### [Exercices]
1. Veuillez recopier le passage sur les Équipes de Soins Spécialisés entre « Le texte introduit » et « ou difficile d’accès). », inclus, en remplaçant « mission optionnelle » par « mission complémentaire ».
2. D'après le passage sur les Équipes de Soins Spécialisés, quelle part minimale des professionnels libéraux de la spécialité une ESS doit-elle rassembler sur le territoire qu'elle couvre ?

Introduites par la loi du 24 juillet 2019 il y a déjà cinq ans, les Équipes de Soins Spécialisés (ESS) faisaient depuis l’objet d’un flou réglementaire. Si certains projets ont pu voir le jour avec succès, ce manque de clarté juridique a empêché le déploiement massif de ce type d’organisations en France.
Tout cela est cependant sur le point de changer. Le 04 juin 2024, un nouveau projet de convention médicale a été signé par l’Assurance Maladie et les syndicats représentatifs des médecins libéraux.
Le texte a introduit de nombreux changements pour la téléexpertise et fixe un cadre législatif clair pour les ESS reprenant, avec quelques modifications, les grandes lignes de ce que nous envisagions dans cet article publié l’année dernière.
Voici un résumé de l’ensemble des dispositions, désormais officielles, prévues dans le texte.
Définition et missions
Les ESS sont une nouvelle forme d’organisation de la médecine libérale visant à améliorer l’accès aux soins de second recours dans le cadre du parcours de soins coordonné.
Dans les faits, il s’agit d’un ensemble de professionnels de santé d’une même spécialité qui s’organisent pour répondre au besoin de soins spécialisés au sein d’un territoire.
Leur mission est définie avec précision dans l’article 53 de la nouvelle convention, qui distingue désormais une mission socle et une mission optionnelle.
Leur rôle principal est de coordonner et sécuriser les prises en charge dans une logique “parcours”. Concrètement, les ESS doivent proposer une réponse adaptée au besoin du premier recours, médecin traitant en tête, en structurant l’offre de second recours sur le territoire géographique donné. Charge à elles de proposer une organisation permettant de rendre des avis spécialisés répondant aux demandes des médecins requérants dans des délais raisonnables, sous la forme de téléexpertise et/ou de consultation présentielle.
Le texte introduit donc également pour les ESS la mission optionnelle d’améliorer l’égal accès aux soins de spécialité en termes géographiques et financiers, une disposition pensée notamment pour les Zones d’Intervention Prioritaires (zones d’un territoire dont l'offre de soins est insuffisante ou difficile d’accès).
Chaque année, l’ESS devra remettre un rapport d’activité à la CPAM et à l’ARS référentes sur son territoire pour faire état du respect de ces missions ainsi que de l’état de ses effectifs.
Conditions de création et démarches
La création d’une ESS ne peut se faire qu’en respectant certaines conditions listées à l’article 55 du texte. L’Assurance Maladie formule quatre exigences :
- Une ESS doit couvrir un périmètre géographique clairement défini, idéalement régional, qui n’est pas déjà couvert par une autre ESS de la même spécialité. Par ailleurs, doivent être présents sur ce territoire au moins 10 médecins de la spécialité concernée ;
- Une ESS doit rassembler au moins 10% des professionnels libéraux de la spécialité concernée sur le territoire qu'elle couvre, avec un objectif d’intégration à terme de 50% ;
- L’ESS, en collaborant avec les CPTS et les DAC de son territoire, doit traiter des problématiques d’une spécialité au sens large sans se limiter à une pathologie ;
- L’ESS devra collaborer avec les professionnels hospitaliers et formaliser ses liens avec les établissements de santé.

### [Entrées présentées]
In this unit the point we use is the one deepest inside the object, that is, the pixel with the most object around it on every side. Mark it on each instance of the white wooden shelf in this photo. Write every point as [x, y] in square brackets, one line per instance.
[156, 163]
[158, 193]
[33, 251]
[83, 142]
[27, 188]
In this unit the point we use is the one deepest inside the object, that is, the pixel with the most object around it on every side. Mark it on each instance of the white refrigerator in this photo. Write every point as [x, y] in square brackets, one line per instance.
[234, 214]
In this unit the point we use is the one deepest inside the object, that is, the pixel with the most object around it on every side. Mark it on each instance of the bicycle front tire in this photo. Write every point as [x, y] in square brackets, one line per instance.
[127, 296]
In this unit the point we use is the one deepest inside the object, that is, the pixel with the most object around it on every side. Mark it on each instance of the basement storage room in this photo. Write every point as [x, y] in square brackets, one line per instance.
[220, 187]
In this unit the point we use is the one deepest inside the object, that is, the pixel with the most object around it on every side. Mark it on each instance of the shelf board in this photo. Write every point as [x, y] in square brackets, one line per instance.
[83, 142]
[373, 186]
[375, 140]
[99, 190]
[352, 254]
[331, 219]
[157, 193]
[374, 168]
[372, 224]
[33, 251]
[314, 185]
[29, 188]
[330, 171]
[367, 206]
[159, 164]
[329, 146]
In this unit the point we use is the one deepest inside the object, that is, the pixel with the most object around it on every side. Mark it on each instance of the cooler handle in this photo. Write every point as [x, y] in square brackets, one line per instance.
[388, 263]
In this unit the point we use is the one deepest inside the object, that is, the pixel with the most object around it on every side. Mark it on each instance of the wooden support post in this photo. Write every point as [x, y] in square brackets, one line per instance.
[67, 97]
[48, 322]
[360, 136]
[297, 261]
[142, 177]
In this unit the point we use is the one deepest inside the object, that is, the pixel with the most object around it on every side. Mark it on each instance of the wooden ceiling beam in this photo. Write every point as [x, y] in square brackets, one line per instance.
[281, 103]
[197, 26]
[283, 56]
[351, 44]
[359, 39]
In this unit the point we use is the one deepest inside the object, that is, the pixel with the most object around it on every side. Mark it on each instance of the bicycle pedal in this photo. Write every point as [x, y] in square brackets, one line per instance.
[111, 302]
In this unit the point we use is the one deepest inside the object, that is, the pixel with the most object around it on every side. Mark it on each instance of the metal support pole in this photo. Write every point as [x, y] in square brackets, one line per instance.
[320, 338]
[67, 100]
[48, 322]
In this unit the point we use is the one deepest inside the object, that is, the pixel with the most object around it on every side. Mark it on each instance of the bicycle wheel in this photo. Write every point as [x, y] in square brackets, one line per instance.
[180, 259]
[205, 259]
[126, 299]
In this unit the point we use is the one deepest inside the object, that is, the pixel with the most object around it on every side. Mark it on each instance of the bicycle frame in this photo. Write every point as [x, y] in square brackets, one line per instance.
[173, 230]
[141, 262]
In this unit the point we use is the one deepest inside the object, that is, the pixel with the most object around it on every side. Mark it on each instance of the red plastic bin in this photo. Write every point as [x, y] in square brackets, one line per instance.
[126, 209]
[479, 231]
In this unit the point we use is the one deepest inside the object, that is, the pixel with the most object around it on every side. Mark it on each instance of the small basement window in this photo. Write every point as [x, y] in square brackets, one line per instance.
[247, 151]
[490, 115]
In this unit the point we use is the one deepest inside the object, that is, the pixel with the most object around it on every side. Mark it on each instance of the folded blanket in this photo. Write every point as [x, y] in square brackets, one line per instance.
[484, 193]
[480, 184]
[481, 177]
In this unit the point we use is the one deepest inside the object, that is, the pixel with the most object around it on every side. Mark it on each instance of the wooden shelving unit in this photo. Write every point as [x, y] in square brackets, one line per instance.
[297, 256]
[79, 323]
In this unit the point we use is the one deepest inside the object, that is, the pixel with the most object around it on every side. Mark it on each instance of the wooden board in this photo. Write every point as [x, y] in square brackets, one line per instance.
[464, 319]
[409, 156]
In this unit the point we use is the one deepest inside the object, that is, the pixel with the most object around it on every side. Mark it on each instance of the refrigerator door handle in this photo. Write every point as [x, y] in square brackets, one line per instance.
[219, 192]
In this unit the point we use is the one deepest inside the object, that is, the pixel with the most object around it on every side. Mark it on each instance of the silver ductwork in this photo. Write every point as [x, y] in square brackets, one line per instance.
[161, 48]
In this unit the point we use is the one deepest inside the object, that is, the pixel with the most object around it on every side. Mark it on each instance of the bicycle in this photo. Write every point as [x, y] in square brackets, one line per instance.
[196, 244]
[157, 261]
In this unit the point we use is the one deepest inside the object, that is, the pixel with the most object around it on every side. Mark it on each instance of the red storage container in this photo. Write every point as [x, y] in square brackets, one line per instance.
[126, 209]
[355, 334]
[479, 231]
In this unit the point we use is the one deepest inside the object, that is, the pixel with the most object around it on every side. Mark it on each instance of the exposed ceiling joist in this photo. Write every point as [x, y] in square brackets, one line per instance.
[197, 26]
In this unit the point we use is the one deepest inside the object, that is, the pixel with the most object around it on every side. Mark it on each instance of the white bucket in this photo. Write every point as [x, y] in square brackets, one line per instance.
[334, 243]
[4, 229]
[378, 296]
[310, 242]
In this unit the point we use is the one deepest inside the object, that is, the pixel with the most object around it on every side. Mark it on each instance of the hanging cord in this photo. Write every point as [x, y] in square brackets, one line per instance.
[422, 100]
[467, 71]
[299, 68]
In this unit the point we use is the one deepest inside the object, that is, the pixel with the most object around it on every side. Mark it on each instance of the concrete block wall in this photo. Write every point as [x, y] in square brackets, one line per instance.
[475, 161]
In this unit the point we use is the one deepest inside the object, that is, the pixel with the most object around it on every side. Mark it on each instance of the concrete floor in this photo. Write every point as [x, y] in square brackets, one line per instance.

### [Corrigé des exercices]
1.
Le texte introduit donc également pour les ESS la mission complémentaire d’améliorer l’égal accès aux soins de spécialité en termes géographiques et financiers, une disposition pensée notamment pour les Zones d’Intervention Prioritaires (zones d’un territoire dont l'offre de soins est insuffisante ou difficile d’accès).

2. Au moins 10 % des professionnels libéraux de la spécialité concernée.